» Record set
——————————
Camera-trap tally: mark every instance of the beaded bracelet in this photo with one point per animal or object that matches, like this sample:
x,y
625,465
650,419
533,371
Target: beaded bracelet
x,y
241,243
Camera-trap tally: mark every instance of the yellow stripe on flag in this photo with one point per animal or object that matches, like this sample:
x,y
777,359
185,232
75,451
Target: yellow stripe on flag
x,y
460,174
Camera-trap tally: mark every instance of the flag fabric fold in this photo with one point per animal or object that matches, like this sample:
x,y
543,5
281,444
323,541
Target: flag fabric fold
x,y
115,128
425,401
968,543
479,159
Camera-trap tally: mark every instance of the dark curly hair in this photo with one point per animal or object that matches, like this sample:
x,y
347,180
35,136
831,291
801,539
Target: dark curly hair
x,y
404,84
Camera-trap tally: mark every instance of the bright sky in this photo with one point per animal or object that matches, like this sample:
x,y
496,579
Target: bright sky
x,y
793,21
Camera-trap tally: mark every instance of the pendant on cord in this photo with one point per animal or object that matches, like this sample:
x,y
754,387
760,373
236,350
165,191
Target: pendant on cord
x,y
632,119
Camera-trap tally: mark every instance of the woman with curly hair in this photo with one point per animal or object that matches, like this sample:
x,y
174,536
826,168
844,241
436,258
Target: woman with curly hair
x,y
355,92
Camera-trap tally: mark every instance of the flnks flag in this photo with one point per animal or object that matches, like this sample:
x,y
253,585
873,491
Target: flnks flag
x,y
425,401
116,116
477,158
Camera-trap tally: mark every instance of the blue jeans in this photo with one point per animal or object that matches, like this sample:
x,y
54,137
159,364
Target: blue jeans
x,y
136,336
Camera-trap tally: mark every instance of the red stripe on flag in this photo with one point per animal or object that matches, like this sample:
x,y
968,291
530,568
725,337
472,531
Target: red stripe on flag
——————————
» What the exercise asks
An exact retyping of every line in the records is needed.

» Task result
Camera-trap tally: mark every instance of the beaded bracelet in this photo with one point per animal or object that matches, like this sample:
x,y
625,465
650,419
533,371
Target: beaded bracelet
x,y
241,243
Camera-trap tally: mark every instance of the yellow stripe on flag in this photo with one point per animal or object that matches, like this sample:
x,y
777,359
185,232
75,451
Target: yellow stripe on flag
x,y
460,174
Camera-trap tally: mark every instance of the flag fabric fold in this photo with one point per animal or object that matches, like this sample:
x,y
543,5
281,444
323,541
Target: flag fabric fold
x,y
115,128
425,401
968,543
479,159
Camera-trap tally: mark every instance of the dark curly hair in this photo with one point per animal or object that matches, like this sample:
x,y
347,180
35,136
831,291
801,539
Target: dark curly hair
x,y
404,84
Camera-trap tally: mark every instance of the bright sky in this photo with one point per animal or object that matches, like this sample:
x,y
496,579
Target: bright sky
x,y
793,21
Camera-trap tally: mark every instance of the pendant on cord in this photo with one point per animal or object that matches, like this sample:
x,y
754,387
760,373
236,350
165,191
Target: pendant on cord
x,y
632,119
Camera-trap tally: mark every instance of the woman with curly hair in this photo with one point per animal or object that matches, like this sample:
x,y
174,536
826,168
844,241
436,258
Target: woman with curly hair
x,y
355,92
Camera-trap tally: mark every instance of the flnks flag in this photo with one point per animal or object that matches, like this sample:
x,y
253,585
873,491
Target: flnks flag
x,y
425,401
116,116
477,158
Camera-trap tally: mark every instance of the blue jeans in this photo with one point per animal or object that matches, like this sample:
x,y
54,137
159,364
Target: blue jeans
x,y
136,336
Camera-trap tally: mark every instance of the red stripe on flag in this photo with one point per animal or object that matches, like this sample:
x,y
968,291
530,568
725,337
472,531
Target: red stripe on flag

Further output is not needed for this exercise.